* [Exercise set]
- a) In the article on grouper mislabeling in Florida restaurants, roughly how much does real grouper cost per pound?
- b) Carry on the article about fake grouper in Florida restaurants, picking up right after its final sentence.

* [Source text]
When Slashfood alum Nick Vagnoni wrote about fish in Florida restaurants being served under misleading guises a year-and-a-half ago, we thought that officials would take care of the problem. Apparently, a year-and-a-half later, the problem is still around. The Statesman Journal is reporting that restaurants in many parts of Florida are still passing off Asian catfish, tilapia or other cheaper species like emperor fish, hake, sutchi, bream and green weakfish as grouper. It's not the other fish are unhealthy or taste bad. In fact, it probably tastes just fine. It's that real grouper costs something like $20 a pound and the other fish are much cheaper.
Why don't restaurants just serve whatever fake grouper they're serving as what they really are?

* [Data below]
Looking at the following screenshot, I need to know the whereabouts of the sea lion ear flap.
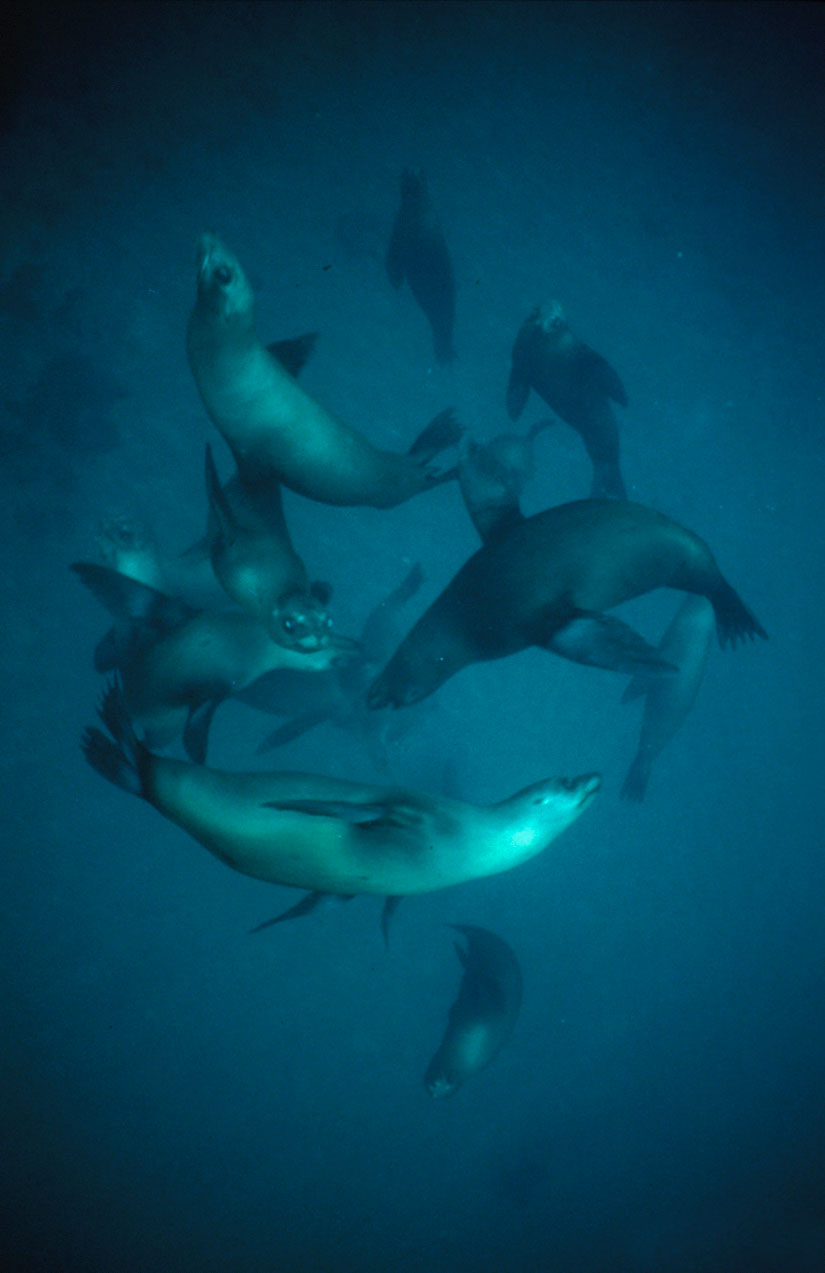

* [Answers by task]
- a) About $20 a pound.

- b)
The St. Pete Times recently did some DNA testing on fish sold as grouper by several restaurants in the Tampa Bay area. Of the 11 restaurants sampled, six were found selling less expensive fish like tilapia, hake and catfish in their grouper sandwiches and entrees. One restaurant was passing of frozen, imported tilapia in their $23 "champagne braised black grouper." Most of the restaurateurs and fish wholesalers quoted in the article attempt to pass the buck, saying they thought the fish they were selling was, in fact, grouper. I just have to wonder how a chef could not know the difference between a piece of tilapia and a piece of grouper.